■ 抜粋:
☆ ☆ ☆ ☆
気候変動とダークツーリズム、人為的な災害に対する鈍感さを通して資本主義の冷酷な世界を浮き彫りにするユン・ゴウンのエコスリラー『夜間旅行者』

スポンサーリンク

韓国の女性作家ユン・ゴウンは1980年ソウル生まれ。2004年に大山大学文学賞を受賞して作家デビュー。2013年に発表した本作は、2020年に英訳され、2021年に英国推理作家協会賞のトランスレーション・ダガー(最優秀翻訳小説賞)を受賞。そして2023年にこの『夜間旅行者』として邦訳された。

『夜間旅行者』ユン・ゴウン

● 『夜間旅行者』ユン・ゴウン著

主人公コ・ヨナは、ダークツーリズム専門の旅行会社<ジャングル>にトラベルプログラマーとして勤めて10年になる。「火山、地震、戦争、干ばつ、台風、津波など、災害はジャングルの分類法則によって大きく三十三タイプに分けられ、そこから百五十二の旅行商品が生まれた」。かつて破竹の勢いで仕事をしていた彼女は、いま窓際に追いやられつつあり、故意にカスタマーセンターからの電話を回されたり、上司のセクハラの対象にされたりしている。鬱憤がたまった彼女が退職願を出すと、上司が休暇になるような出張を提案する。「ちょうど、このまま続行するかどうか検討中の商品がいくつかあるから、そこからひとつ選ぶといい。経費は出張費として処理しよう。君は旅行から戻って報告書を書くだけでいい」

ヨナは五つの脱落候補から五泊六日の<砂漠のシンクホール>を選び、ベトナムの沖にある”ムイ”という(架空の)島国を訪れる。結果からいえば、そのツアーは脱落もやむを得ない内容だったが、ホーチミン空港に向かう帰りの列車でヨナがトイレを使っている間に、車両の切り離しが行われ、彼女だけが別方向に向かってしまい、ムイで滞在していたホテルに戻るしかなくなる。ところが、戻ったその場所はツアーのときとは様子がまったく違っていたばかりか、魅力を失ったムイを立て直すために新たな災害を起こす計画に巻き込まれていくことになる。
☆ ☆ ☆ ☆
■ 作業の要件:
A – 上の抜粋をもとに、次の問いに答える。
(i) ユン・ゴウンは何年にどこで生まれたか。
(ii) ヨナは<ジャングル>に何年勤めているか。
(iii) ヨナが五つの脱落候補から選んだツアーは何か。日程も含めて答える。
B – 下のリストから、文字列「lapel」を含む行をすべて抜き出す。
☆ ☆ ☆ ☆
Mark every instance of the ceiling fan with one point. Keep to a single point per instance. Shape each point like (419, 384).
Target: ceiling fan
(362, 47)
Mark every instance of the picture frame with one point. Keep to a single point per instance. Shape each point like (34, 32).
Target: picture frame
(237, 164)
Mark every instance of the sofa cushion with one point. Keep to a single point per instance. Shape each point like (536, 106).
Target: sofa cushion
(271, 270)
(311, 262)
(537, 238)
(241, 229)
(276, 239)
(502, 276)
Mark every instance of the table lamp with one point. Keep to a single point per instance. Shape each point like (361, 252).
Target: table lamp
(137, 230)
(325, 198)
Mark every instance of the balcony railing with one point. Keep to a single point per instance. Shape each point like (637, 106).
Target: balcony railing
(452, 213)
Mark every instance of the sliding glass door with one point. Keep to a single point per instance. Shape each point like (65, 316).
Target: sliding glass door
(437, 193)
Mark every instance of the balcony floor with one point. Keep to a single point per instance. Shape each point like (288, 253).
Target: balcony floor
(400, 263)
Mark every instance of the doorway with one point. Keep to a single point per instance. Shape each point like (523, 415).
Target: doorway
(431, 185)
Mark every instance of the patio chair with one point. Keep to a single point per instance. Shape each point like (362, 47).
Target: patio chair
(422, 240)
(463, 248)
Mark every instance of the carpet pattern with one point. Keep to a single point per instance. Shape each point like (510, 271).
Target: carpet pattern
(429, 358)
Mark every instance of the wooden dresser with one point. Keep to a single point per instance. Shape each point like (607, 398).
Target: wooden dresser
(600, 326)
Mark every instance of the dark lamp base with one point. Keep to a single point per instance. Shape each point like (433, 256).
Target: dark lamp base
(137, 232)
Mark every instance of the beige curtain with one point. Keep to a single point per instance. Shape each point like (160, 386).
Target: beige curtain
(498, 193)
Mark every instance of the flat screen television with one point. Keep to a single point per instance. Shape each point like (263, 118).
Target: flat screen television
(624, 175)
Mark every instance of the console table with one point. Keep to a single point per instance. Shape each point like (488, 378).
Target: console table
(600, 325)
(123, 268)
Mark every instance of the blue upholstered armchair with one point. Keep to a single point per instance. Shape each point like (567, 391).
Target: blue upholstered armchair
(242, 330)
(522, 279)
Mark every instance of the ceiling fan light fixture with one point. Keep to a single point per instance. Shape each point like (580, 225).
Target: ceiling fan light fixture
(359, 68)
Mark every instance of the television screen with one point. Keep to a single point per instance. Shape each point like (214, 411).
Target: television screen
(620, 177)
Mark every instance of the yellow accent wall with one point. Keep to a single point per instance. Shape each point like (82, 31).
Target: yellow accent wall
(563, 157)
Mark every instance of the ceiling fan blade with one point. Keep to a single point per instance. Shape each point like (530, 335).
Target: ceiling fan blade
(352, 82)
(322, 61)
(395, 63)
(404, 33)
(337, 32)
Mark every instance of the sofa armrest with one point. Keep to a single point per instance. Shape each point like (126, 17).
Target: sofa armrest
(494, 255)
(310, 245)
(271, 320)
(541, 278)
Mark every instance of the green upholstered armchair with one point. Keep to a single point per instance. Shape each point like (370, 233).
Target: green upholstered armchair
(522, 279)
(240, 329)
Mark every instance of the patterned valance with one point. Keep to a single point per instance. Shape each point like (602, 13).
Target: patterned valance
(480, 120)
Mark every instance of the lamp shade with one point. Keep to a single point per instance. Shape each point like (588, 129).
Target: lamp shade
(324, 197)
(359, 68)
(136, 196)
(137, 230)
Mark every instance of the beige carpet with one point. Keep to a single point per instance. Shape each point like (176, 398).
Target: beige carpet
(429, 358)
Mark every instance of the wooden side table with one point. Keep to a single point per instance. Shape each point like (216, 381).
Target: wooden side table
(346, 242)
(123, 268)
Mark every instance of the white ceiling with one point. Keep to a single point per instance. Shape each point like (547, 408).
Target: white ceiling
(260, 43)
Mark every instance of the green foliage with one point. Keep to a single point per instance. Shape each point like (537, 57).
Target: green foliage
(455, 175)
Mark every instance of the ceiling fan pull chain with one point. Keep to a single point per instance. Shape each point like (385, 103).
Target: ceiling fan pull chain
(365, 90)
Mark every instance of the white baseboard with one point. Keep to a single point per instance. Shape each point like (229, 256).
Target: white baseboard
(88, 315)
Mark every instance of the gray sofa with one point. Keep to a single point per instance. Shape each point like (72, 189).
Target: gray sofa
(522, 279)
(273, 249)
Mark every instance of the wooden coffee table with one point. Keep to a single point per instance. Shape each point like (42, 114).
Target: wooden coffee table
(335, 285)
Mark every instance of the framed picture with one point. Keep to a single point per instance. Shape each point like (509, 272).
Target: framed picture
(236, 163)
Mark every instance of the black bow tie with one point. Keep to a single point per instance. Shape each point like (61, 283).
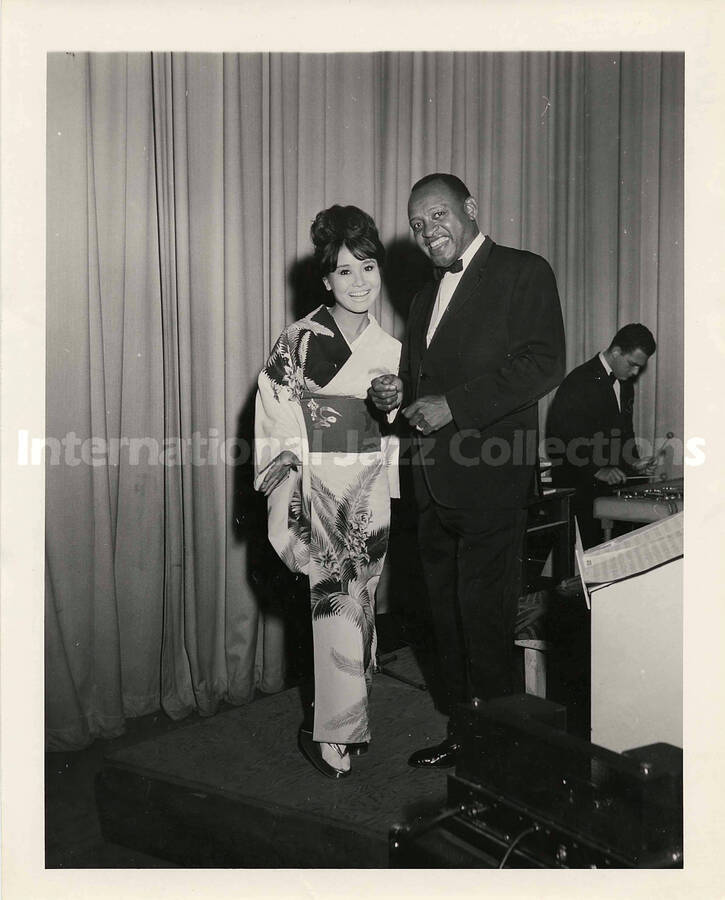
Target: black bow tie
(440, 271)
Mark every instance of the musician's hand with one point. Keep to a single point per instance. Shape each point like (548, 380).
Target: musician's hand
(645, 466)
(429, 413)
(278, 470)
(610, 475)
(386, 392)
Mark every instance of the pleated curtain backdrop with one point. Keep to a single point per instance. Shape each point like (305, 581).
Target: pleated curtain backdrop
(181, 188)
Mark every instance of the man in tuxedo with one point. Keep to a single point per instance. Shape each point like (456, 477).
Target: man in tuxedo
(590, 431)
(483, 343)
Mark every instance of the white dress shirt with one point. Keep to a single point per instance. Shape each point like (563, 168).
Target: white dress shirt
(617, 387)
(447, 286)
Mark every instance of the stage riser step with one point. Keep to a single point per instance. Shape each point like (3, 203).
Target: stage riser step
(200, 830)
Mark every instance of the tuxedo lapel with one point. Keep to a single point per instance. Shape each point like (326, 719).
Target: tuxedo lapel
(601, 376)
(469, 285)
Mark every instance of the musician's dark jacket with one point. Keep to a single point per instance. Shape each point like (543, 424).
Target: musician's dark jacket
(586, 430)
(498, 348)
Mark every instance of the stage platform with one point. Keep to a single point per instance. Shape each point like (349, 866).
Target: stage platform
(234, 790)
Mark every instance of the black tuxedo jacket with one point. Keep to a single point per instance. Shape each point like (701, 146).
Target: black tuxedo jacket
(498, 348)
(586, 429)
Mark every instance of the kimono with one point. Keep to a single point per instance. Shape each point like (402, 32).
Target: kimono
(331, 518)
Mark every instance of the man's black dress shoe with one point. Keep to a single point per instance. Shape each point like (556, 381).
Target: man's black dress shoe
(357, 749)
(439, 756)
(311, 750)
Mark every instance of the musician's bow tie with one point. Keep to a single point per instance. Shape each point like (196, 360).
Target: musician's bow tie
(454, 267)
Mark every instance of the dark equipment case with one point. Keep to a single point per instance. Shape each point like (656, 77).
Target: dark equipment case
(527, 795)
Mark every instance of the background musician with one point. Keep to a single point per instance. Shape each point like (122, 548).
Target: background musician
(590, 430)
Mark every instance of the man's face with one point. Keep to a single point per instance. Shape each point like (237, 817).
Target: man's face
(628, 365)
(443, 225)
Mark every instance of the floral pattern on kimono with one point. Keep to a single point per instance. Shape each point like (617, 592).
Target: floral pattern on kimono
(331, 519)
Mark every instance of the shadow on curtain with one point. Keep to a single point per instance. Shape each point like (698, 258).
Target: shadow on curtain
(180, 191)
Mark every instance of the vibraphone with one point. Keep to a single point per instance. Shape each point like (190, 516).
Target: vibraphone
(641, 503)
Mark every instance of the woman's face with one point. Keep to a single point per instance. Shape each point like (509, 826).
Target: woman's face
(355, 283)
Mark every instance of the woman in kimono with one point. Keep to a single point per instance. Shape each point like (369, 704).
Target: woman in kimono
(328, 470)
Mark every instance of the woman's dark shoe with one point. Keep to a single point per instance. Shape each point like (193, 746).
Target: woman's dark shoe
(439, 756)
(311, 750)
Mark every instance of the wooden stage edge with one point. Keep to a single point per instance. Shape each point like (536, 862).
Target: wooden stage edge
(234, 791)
☆ ☆ ☆ ☆
■ 想定される出力:
A –
(i) 1980年、ソウル
(ii) 10年
(iii) 五泊六日の<砂漠のシンクホール>

B –
Mark every instance of the tuxedo lapel with one point. Keep to a single point per instance. Shape each point like (326, 719).
Target: tuxedo lapel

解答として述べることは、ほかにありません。